Page excerpt ::
########

Capital eventually differentiated between:
- Firms that translated editing capability into validated therapeutic assets, and
- Firms whose surface area expanded faster than their clinical maturation.
The mid-2010s “platform biotech” wave followed a similar arc. Horizontal applicability across therapeutic areas, automation to facilitate scale, end-to-end discovery engines, integrated omics stacks, and synthetic biology toolkits like CRISPR together promised compounding advantage.
Some platforms survived by narrowing scope and integrating deliberately. Others discovered that declared platform breadth required managerial coherence, compute infrastructure, hardware, and capital reserves that outpaced their root systems. They found that their main selling point – end-to-end generalizability – was what ultimately became untenable to maintain.
In each cycle, the technology was real. What failed was not the capability of the technology; it was surface-area discipline, governance, and boundary maintenance under capital constraint.
AI is following a similar trajectory.
Surface Area and Selection
Narrative convergence has a structural consequence: surface area expansion. The major hype cycles in each case promise abstraction and generalizability, but fail to live up to their most idealized potentials.

########

Information ::
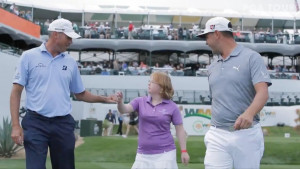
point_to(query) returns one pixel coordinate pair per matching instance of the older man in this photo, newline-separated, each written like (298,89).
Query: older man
(49,75)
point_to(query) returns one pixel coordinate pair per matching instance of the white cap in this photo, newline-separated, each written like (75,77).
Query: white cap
(65,26)
(217,24)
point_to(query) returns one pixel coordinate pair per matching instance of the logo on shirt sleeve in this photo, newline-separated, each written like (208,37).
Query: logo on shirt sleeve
(264,74)
(17,76)
(65,67)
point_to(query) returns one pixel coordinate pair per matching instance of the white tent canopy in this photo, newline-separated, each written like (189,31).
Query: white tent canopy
(263,9)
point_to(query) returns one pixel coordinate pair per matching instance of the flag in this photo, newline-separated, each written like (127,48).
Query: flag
(296,5)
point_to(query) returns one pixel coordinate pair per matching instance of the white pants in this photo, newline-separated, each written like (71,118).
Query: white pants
(241,149)
(166,160)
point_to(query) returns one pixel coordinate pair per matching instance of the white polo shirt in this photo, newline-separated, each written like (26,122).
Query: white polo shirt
(48,81)
(231,83)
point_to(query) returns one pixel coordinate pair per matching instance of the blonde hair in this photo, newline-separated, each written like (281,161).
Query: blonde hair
(164,81)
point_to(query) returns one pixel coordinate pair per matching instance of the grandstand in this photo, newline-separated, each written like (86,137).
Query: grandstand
(152,45)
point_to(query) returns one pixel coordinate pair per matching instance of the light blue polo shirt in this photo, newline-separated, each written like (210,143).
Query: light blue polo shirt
(231,83)
(48,81)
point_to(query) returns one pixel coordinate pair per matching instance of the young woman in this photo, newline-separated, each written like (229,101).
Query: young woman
(156,147)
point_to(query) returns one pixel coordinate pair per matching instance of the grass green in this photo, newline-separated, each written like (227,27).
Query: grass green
(117,153)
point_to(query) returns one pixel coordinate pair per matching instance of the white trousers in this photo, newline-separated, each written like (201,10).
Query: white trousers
(241,149)
(166,160)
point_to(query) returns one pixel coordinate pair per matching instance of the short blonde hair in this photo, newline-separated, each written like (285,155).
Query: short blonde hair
(164,81)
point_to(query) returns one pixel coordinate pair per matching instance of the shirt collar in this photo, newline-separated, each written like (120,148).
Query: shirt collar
(149,99)
(44,49)
(236,51)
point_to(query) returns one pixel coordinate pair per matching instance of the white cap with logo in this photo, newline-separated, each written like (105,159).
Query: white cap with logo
(216,24)
(65,26)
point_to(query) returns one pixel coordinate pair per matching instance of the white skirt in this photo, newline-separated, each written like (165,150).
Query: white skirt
(166,160)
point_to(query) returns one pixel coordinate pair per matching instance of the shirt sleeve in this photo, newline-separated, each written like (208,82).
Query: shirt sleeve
(76,85)
(258,70)
(176,117)
(22,72)
(135,103)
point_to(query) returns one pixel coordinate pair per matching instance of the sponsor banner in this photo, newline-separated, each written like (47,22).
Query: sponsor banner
(196,118)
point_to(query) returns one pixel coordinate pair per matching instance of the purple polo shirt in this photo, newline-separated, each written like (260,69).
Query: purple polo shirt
(154,125)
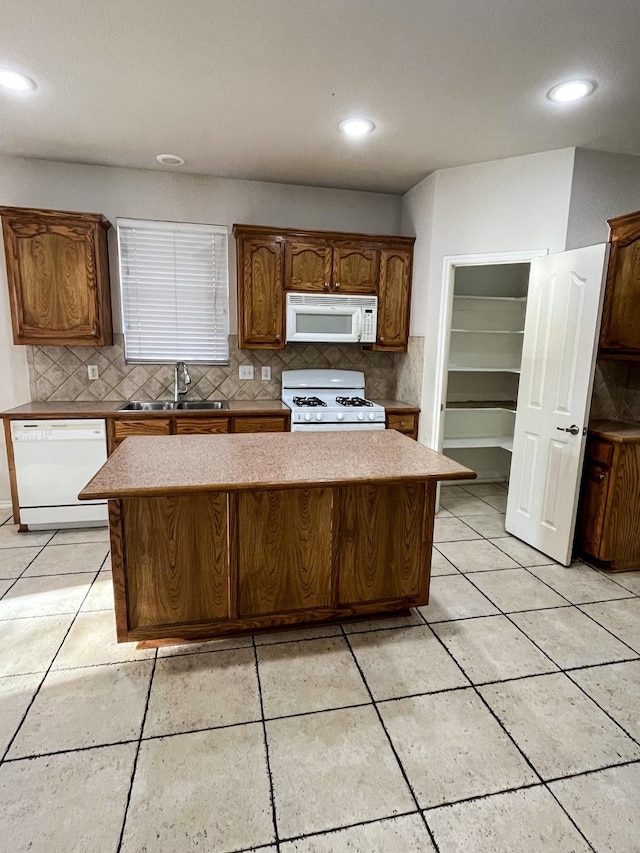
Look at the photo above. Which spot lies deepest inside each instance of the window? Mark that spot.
(175, 291)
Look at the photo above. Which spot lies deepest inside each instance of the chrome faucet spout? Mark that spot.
(180, 371)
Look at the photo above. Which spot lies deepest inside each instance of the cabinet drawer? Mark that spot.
(152, 426)
(599, 451)
(201, 426)
(263, 424)
(403, 423)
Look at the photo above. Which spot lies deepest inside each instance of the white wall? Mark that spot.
(505, 205)
(604, 185)
(156, 195)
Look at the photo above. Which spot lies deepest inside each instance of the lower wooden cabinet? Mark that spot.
(119, 428)
(608, 519)
(218, 563)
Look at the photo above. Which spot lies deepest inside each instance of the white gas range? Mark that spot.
(329, 400)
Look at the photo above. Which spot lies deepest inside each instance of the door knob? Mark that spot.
(573, 429)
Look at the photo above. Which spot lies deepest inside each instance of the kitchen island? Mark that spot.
(222, 534)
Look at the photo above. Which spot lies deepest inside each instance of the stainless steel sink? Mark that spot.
(170, 405)
(203, 404)
(148, 406)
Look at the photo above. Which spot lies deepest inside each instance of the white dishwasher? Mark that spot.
(54, 460)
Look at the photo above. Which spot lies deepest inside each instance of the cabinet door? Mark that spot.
(284, 550)
(176, 553)
(271, 423)
(355, 268)
(260, 293)
(307, 265)
(377, 567)
(393, 300)
(620, 331)
(58, 279)
(201, 426)
(119, 429)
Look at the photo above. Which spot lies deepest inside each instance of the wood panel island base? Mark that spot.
(214, 535)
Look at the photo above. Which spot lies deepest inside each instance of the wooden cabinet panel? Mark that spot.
(394, 296)
(150, 426)
(58, 275)
(176, 553)
(620, 331)
(307, 265)
(201, 426)
(260, 293)
(271, 423)
(284, 550)
(355, 268)
(271, 261)
(373, 567)
(407, 424)
(610, 505)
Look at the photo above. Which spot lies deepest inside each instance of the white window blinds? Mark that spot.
(174, 285)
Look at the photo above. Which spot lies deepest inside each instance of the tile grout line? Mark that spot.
(46, 673)
(135, 759)
(391, 744)
(266, 746)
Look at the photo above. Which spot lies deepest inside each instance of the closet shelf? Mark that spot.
(503, 441)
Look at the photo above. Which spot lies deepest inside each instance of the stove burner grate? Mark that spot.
(353, 401)
(308, 402)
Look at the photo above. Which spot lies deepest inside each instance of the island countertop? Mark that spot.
(200, 463)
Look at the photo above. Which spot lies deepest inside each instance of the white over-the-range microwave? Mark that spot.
(325, 318)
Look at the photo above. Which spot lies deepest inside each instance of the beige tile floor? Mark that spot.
(504, 716)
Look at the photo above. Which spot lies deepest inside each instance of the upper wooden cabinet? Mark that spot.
(272, 261)
(393, 299)
(332, 266)
(58, 275)
(620, 331)
(260, 291)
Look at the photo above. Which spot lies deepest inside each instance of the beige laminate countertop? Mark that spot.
(104, 409)
(615, 430)
(197, 463)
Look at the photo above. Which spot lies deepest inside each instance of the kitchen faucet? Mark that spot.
(180, 393)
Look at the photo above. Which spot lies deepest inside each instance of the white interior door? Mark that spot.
(558, 360)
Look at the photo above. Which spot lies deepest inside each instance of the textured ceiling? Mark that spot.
(256, 88)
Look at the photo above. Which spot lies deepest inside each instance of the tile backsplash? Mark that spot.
(60, 373)
(616, 391)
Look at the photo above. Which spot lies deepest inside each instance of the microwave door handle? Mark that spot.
(359, 332)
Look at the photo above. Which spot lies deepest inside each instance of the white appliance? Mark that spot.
(325, 318)
(54, 460)
(329, 400)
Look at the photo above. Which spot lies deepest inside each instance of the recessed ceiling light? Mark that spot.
(170, 160)
(14, 80)
(571, 91)
(356, 126)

########

What you will do ::
• A. From the passage on platform biotech, list everything that declared platform breadth required.
• B. Swap "capital reserves" for "cash reserves" in the passage on platform biotech, and give the text again starting at "Some platforms survived" and ending at "untenable to maintain.".

Expected responses ::
• A.
managerial coherence
compute infrastructure
hardware
capital reserves

• B.
Some platforms survived by narrowing scope and integrating deliberately. Others discovered that declared platform breadth required managerial coherence, compute infrastructure, hardware, and cash reserves that outpaced their root systems. They found that their main selling point – end-to-end generalizability – was what ultimately became untenable to maintain.